### CONSIGNE:
D'après le passage sur l'expédition vers Germinae, combien de temps faut-il pour atteindre cette exoplanète ?

### PASSAGE ÉTUDIÉ:

● ● ● ● ●

L'héritage fossile L' héritage fossile

L e but de l’expédition ? Donner une chance à l’humanité en fondant une colonie sur Germinae, un monde habitable récemment détecté. Le problème ? Le temps estimé pour atteindre cette exoplanète est de vingt mille ans. La solution ? Un équipage de volontaires sortira de biostase tous les vingt-cinq ans afin d’assurer la maintenance de l’Héritage, l’astronef les transportant, ainsi que d’une précieuse banque d’embryons cryogénisés. Ces courageux astronautes devraient, si tout se passe comme prévu, ne vieillir que d’environ onze ans. Reste une question en suspens : même avec la meilleure des technologies à disposition, est-il possible d'anticiper toutes les situations ?

● ● ● ● ●

### DONNÉES BRUTES:
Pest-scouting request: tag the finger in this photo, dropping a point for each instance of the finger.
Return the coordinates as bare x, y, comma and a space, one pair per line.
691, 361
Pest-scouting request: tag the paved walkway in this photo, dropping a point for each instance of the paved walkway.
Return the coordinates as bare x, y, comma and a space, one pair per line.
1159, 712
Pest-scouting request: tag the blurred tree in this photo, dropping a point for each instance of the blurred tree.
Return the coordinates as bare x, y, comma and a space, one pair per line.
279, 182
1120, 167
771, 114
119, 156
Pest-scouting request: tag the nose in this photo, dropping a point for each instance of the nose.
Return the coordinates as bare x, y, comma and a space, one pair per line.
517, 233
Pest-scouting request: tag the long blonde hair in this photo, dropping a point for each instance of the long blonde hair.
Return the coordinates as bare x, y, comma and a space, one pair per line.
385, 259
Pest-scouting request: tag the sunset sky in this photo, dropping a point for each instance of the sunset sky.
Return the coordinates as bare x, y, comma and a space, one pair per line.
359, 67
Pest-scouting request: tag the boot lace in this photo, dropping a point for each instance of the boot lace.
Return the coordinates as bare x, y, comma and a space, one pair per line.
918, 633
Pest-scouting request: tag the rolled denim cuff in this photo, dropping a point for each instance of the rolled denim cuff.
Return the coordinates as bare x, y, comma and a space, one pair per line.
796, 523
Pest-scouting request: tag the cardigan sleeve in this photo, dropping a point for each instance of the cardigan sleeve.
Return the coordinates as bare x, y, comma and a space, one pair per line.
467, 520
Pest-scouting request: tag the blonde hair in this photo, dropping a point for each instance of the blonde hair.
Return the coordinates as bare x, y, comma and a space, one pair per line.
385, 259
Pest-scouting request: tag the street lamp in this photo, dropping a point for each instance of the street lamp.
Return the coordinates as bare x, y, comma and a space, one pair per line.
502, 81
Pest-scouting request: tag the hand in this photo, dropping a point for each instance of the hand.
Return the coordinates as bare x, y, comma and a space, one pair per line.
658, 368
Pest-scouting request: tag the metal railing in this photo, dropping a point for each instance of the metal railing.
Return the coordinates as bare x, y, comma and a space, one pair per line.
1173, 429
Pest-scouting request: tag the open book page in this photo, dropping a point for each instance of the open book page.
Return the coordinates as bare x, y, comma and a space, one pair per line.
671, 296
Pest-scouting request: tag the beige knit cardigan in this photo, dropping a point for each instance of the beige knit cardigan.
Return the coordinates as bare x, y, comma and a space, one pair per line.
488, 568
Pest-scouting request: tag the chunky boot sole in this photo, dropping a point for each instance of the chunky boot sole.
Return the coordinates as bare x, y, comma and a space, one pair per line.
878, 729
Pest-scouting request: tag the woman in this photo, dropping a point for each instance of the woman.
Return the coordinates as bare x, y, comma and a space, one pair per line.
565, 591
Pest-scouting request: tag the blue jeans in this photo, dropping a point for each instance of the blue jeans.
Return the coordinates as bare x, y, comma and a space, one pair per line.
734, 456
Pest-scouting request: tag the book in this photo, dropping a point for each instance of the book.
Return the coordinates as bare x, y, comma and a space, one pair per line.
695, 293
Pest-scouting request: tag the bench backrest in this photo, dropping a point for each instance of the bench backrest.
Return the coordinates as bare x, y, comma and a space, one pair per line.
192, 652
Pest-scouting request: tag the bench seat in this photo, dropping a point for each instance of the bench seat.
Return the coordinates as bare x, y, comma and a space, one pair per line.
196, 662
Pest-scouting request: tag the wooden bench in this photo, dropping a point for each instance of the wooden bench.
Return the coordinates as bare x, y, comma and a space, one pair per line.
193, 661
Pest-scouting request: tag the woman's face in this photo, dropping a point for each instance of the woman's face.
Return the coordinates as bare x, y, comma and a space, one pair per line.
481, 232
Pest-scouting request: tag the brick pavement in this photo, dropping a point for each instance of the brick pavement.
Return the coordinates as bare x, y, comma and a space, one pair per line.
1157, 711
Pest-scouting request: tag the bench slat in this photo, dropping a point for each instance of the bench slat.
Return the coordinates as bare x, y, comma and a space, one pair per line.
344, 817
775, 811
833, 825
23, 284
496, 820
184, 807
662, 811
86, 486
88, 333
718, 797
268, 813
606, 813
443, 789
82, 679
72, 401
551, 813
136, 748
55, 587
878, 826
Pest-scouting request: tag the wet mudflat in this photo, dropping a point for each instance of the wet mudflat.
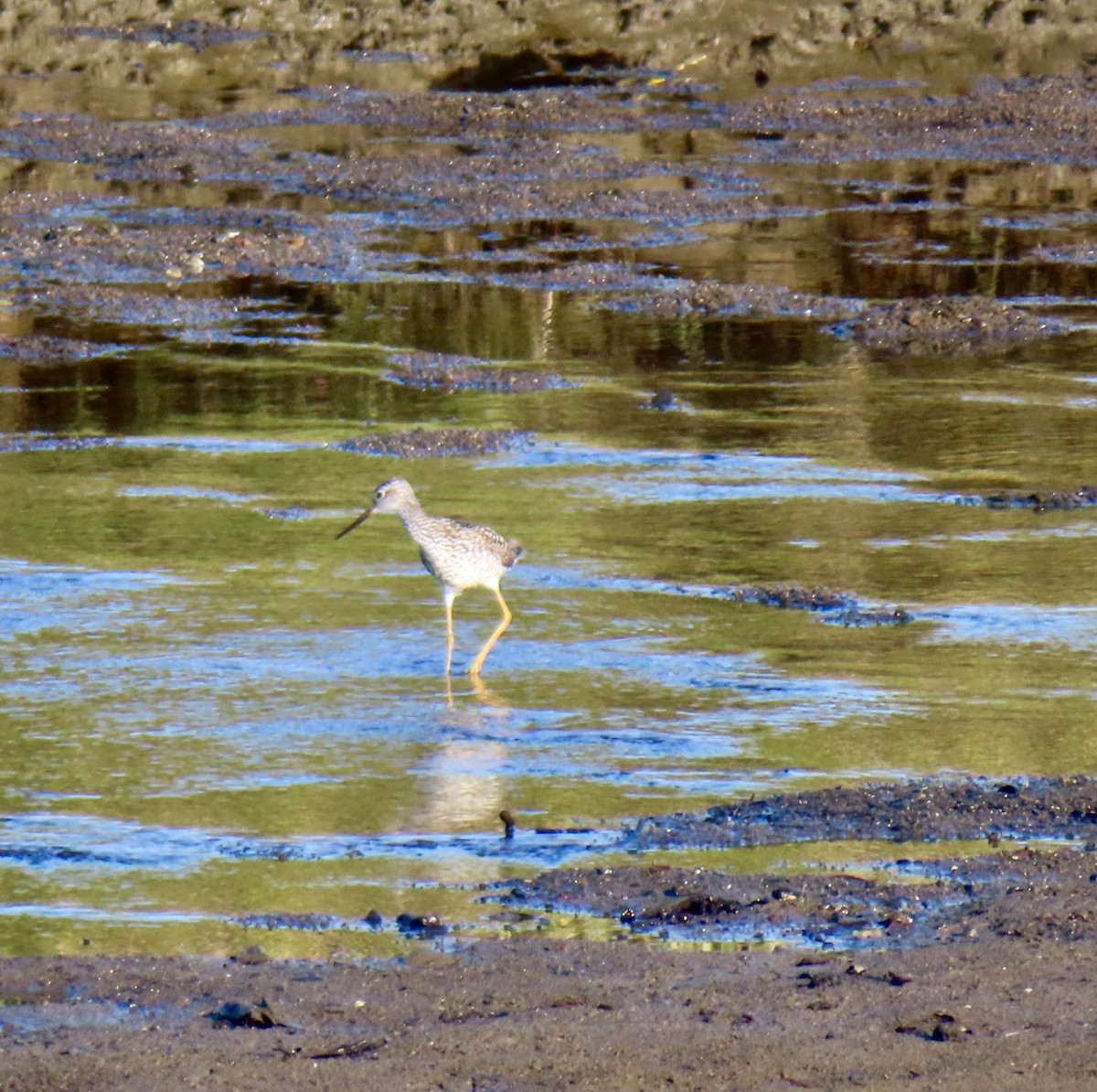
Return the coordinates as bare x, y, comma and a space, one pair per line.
785, 383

● ● ● ● ●

### RÉPONSE:
Le temps estimé est de vingt mille ans.